ANHAND DER ANGABEN:
[1] Beantworte anhand des Artikels über Altersarmut diese Fragen:
(a) Wie viele Stufen führen von der Wohnung der Frau nach unten?
(b) Vor wie vielen Jahren hatte die Frau einen Schlaganfall?
(c) Wie viel Geld hat die Frau im Monat zum Leben?
[2] Schreib aus dem Artikel über Altersarmut den Abschnitt von „Das Leben da“ bis einschließlich „sechs Euro am Tag.“ wortgetreu ab.
[3] Setze den Artikel über Altersarmut nach seinem letzten Satz fort.

____ TEXTAUSZUG

Altersarmut:Wenn Einsamkeit und Krankheit zusammenkommen

Altersarmut: Ohne ihren Rollator kann Anne E. nicht einmal vom Bett in ihre Wohnküche gelangen, auch wenn es nur ein paar Schritte sind.

Ohne ihren Rollator kann Anne E. nicht einmal vom Bett in ihre Wohnküche gelangen, auch wenn es nur ein paar Schritte sind.

(Foto: Catherina Hess)

Ehemann und Sohn verstorben, die Tochter querschnittsgelähmt: Anna E. hatte vor neun Jahren einen Schlaganfall und kann ihre Wohnung nicht mehr verlassen.

Von Thomas Anlauf

Das Leben da draußen, es ist so weit weg. 64 Stufen sind es nach unten, 64 wieder hinauf. Zu viele Stufen für Anna E., das schafft sie nicht mehr. Seit drei Jahren hat sie ihre kleine Wohnung nicht mehr verlassen können. Oben, im vierten Stock eines alten Wohnblocks, sieht sie nur den Verkehr auf dem Mittleren Ring. Sie kann nicht sehen, dass unten im Schreibwarenladen ein kleiner Tannenbaum in der Auslage glitzert.

Sie weiß auch nicht, was aus der kleinen Wirtschaft in der Stadelheimer Straße geworden ist, wo sie so viele Jahre bedient hat. "Wenn i kannt, wia i mechad, dad i no arbeiten", sagt sie und streicht in Gedanken über die alte Plastiktischdecke in ihrer winzigen Wohnküche. "Aber mir fällt ja ois aus der Hand." Dabei braucht die 75-Jährige jeden Cent, um irgendwie über die Runden zu kommen. Anna E. hat 180 Euro im Monat zum Leben, sechs Euro am Tag.

________
____ VORLIEGENDE DATEN

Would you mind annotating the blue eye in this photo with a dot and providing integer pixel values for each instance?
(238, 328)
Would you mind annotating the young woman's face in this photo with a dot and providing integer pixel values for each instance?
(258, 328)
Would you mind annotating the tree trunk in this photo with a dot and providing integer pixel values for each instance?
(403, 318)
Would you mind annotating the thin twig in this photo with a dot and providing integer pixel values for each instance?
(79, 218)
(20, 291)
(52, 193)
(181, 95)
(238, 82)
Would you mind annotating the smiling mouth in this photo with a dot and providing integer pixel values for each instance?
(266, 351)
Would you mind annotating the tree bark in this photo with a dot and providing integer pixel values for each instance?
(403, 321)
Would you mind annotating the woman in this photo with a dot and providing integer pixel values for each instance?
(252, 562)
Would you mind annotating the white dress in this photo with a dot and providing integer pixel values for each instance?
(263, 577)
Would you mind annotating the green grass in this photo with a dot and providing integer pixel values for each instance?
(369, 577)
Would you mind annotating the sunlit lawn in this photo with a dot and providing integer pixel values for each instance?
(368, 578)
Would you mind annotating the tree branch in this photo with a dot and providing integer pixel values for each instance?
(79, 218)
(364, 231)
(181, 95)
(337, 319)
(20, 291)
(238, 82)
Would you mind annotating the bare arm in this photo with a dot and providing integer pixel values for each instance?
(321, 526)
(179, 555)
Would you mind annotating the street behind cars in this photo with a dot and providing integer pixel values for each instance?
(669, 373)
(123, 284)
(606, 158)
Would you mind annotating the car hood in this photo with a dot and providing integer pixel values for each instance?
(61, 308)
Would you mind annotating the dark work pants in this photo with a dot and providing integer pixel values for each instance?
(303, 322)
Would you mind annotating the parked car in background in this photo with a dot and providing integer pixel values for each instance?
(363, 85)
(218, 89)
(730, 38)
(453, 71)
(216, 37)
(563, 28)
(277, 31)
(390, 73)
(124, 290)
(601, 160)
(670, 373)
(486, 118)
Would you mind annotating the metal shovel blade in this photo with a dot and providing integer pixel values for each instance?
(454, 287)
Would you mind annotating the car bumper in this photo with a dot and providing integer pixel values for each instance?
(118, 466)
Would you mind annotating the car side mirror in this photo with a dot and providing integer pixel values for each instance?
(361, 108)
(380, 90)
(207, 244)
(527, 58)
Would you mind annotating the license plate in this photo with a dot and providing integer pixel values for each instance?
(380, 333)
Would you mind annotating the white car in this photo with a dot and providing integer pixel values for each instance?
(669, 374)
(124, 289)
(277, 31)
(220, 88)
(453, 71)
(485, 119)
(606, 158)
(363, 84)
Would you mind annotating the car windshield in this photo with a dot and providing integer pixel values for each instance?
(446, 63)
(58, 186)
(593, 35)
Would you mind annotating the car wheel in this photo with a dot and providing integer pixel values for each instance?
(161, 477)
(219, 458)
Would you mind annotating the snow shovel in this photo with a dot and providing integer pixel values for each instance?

________

ANTWORTEN JE AUFGABE:
[1]
(a) Es sind 64 Stufen.
(b) Sie hatte vor neun Jahren einen Schlaganfall.
(c) Sie hat 180 Euro im Monat zum Leben.

[2]
Das Leben da draußen, es ist so weit weg. 64 Stufen sind es nach unten, 64 wieder hinauf. Zu viele Stufen für Anna E., das schafft sie nicht mehr. Seit drei Jahren hat sie ihre kleine Wohnung nicht mehr verlassen können. Oben, im vierten Stock eines alten Wohnblocks, sieht sie nur den Verkehr auf dem Mittleren Ring. Sie kann nicht sehen, dass unten im Schreibwarenladen ein kleiner Tannenbaum in der Auslage glitzert.

Sie weiß auch nicht, was aus der kleinen Wirtschaft in der Stadelheimer Straße geworden ist, wo sie so viele Jahre bedient hat. "Wenn i kannt, wia i mechad, dad i no arbeiten", sagt sie und streicht in Gedanken über die alte Plastiktischdecke in ihrer winzigen Wohnküche. "Aber mir fällt ja ois aus der Hand." Dabei braucht die 75-Jährige jeden Cent, um irgendwie über die Runden zu kommen. Anna E. hat 180 Euro im Monat zum Leben, sechs Euro am Tag.

[3]
Eine Tasse billiger Pulverkaffee

Auf dem Herd steht eine verbeulte rote Pfanne, darin liegen ein paar Streifen roter Paprika und Zwiebelstückchen, auf einem Plastikbrettchen sind einige dünngeschnittene Kartoffelscheiben vorbereitet. Das ist ihre warme Mahlzeit an diesem Tag. Wenn der Monat fortgeschritten ist, muss sie sich schon genau überlegen, was sie sich überhaupt noch zum Essen leisten kann, bis die kümmerliche Rente wieder auf dem Konto ist.

Eine Tasse billigen Pulverkaffee am Tag gönnt sie sich, zu mehr reicht es nicht. Die Kosten für Tabletten, Verbandszeug und Teststreifen für den Blutzuckerspiegel verschlingen monatlich 130 Euro. Allein für das Blutverdünnungsmittel muss sie fast die Hälfte des Preises selbst zahlen, aber sie braucht es eben dringend. "I hab halt dickes Blut", sagt sie und lacht vergnügt.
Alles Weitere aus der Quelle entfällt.